++++ Selected extract

The Margaret MacDonald Memorial is a sculpture by Richard Reginald Goulden, beside the path at the north edge of the public park at Lincoln's Inn Fields, London. It became a grade II listed structure in 1974.

Margaret Ethel MacDonald (1870–1911) was a British feminist and social reformer, and the wife of the Labour politician Ramsay MacDonald. The couple lived at 3 Lincoln's Inn Fields, and had six children. She died from blood poisoning in 1911, many years before he became the Labour Party's first prime minister in 1924.

The memorial comprises a public seat within an alcove created by a granite surround, on which is mounted a bronze sculptural group portraying MacDonald kneeling with her arms outstretched protectively around a group of nine cherubic infant children who are laughing and playing. An inscription carved below the top edge of the stone surround reads: THIS SEAT IS IN MEMORY OF MARGARET MACDONALD WHO SPENT HER LIFE IN HELPING OTHERS.

A bronze plaque mounted on the back of the seat list biographical details of her birth, marriage, and life: SHE WAS THE DAUGHTER OF JOHN & MARGARET GLADSTONE / SHE WAS BORN IN KENSINGTON IN 1870 · WAS MARRIED TO / RAMSAY MACDONALD IN 1896 AND LIVED WITH HIM AT / 3 LINCOLN'S INN FIELDS ·· HERE HER CHILDREN WERE / BORN AND HERE SHE DIED IN 1911 · SHE BROUGHT JOY / TO THOSE WITH WHOM AND FOR WHOM SHE LIVED AND / WORKED · HER HEART WENT OUT IN FELLOWSHIP TO HER / FELLOW WOMEN & IN LOVE TO THE CHILDREN OF THE PEOPLE / WHOM SHE SERVED AS A CITIZEN AND HELPED AS A SISTER · / SHE QUICKENED FAITH AND ZEAL IN OTHERS BY HER LIFE AND / TOOK NO REST FROM DOING GOOD.

++++++++
++++ Given information

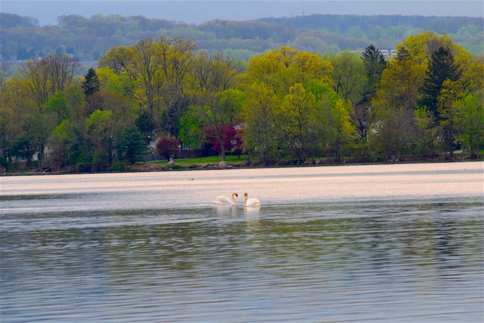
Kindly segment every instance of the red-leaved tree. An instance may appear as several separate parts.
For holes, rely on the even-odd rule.
[[[178,150],[180,142],[175,137],[161,137],[156,143],[158,152],[167,160]]]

++++++++

#### Questions
**a)** In the Margaret MacDonald Memorial text, who made the sculpture?
**b)** Please pick up the Margaret MacDonald Memorial text from the point where it stops and carry it on.

#### Answer set
**a)** Richard Reginald Goulden

**b)**
The bronze sculpture was made by Goulden, to a design which has been attributed to MacDonald's widower, and cast at A. B. Burton's foundry in Thames Ditton. It was made c. 1911 and unveiled in Lincoln's Inn Fields in December 1914, close to Sir John Soane's Museum at 13 Lincoln's Inn Fields. Goulden's obituary in The Times in August 1932 listed it among his three most outstanding works in London, alongside the Bank of England War Memorial and the St Michael Cornhill War Memorial, and a review of his memorial exhibition in April 1933 described it as "one of the most completely satisfying recent monuments in London".